### Goal
Reproduce the full article on aboveground storage tank registration word for word.

### Excerpt

Owners rush to register tanks
HUNTINGTON -- Mike Dawson, co-owner of Dawson-Thompson Oil Co. in Huntington, is among business owners across the state scrambling to meet West Virginia's new requirement that they register their aboveground storage tanks by Oct. 1.
The registration requirement is part of a law enacted earlier this year following the January Elk River chemical spill that left 300,000 without water and lost businesses millions of dollars.
"We're going to have all our tanks registered to the state in time, but it's a lot of work," Dawson said. "The first form they sent out was too in-depth, but they've since sent out a simplified form that's much better."
Dawson, who declined to say how many tanks his company has, said it began aggressively tackling its tank inventory as soon as the bill mandating regulation of aboveground storage tanks passed in March and was signed into law.
Even with owners like Dawson working hard to meet the new law's requirements, the effort may fall short of the state's demands, said Rebecca Randolph, president of the West Virginia Manufacturer's Association. She said the new law is presenting a variety of challenges for tank owners, and for some the deadline will be impossible to meet.
"As the registration and inspection process unfolds, it is becoming evident that there simply isn't enough time for industry to comply with the deadlines established," she said last week.
A complete list of requirements can be found on the West Virginia Department of Environmental Protection's website, but the basics are these: Storage containers with the capacity to hold at least 1,320 gallons of liquid, are at least 90 percent above ground and are at at fixed location for 60 days must be registered.

(Point annotation records)
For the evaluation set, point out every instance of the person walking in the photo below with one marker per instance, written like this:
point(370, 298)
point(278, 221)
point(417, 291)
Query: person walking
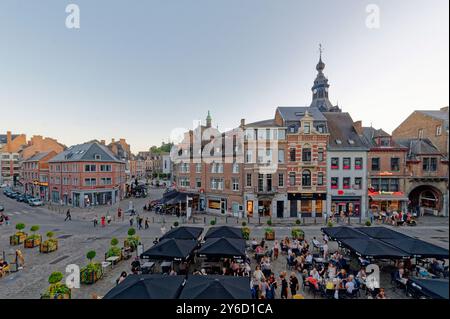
point(293, 284)
point(68, 216)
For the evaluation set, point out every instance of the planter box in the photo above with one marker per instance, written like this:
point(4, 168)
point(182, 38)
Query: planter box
point(31, 243)
point(91, 277)
point(270, 236)
point(17, 239)
point(48, 248)
point(57, 296)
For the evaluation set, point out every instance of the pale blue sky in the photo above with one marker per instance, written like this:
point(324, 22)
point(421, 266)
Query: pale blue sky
point(138, 69)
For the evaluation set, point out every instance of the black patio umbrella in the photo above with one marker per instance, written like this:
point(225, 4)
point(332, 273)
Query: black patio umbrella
point(147, 287)
point(432, 288)
point(381, 233)
point(171, 249)
point(373, 248)
point(337, 233)
point(184, 232)
point(223, 247)
point(418, 248)
point(224, 231)
point(216, 287)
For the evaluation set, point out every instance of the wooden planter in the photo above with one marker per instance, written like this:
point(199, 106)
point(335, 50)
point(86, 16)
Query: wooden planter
point(126, 244)
point(31, 243)
point(91, 277)
point(17, 239)
point(58, 296)
point(269, 235)
point(48, 248)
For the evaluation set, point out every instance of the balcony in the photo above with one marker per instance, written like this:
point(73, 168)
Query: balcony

### Exercise output
Owners rush to register tanks
HUNTINGTON -- Mike Dawson, co-owner of Dawson-Thompson Oil Co. in Huntington, is among business owners across the state scrambling to meet West Virginia's new requirement that they register their aboveground storage tanks by Oct. 1.
The registration requirement is part of a law enacted earlier this year following the January Elk River chemical spill that left 300,000 without water and lost businesses millions of dollars.
"We're going to have all our tanks registered to the state in time, but it's a lot of work," Dawson said. "The first form they sent out was too in-depth, but they've since sent out a simplified form that's much better."
Dawson, who declined to say how many tanks his company has, said it began aggressively tackling its tank inventory as soon as the bill mandating regulation of aboveground storage tanks passed in March and was signed into law.
Even with owners like Dawson working hard to meet the new law's requirements, the effort may fall short of the state's demands, said Rebecca Randolph, president of the West Virginia Manufacturer's Association. She said the new law is presenting a variety of challenges for tank owners, and for some the deadline will be impossible to meet.
"As the registration and inspection process unfolds, it is becoming evident that there simply isn't enough time for industry to comply with the deadlines established," she said last week.
A complete list of requirements can be found on the West Virginia Department of Environmental Protection's website, but the basics are these: Storage containers with the capacity to hold at least 1,320 gallons of liquid, are at least 90 percent above ground and are at at fixed location for 60 days must be registered.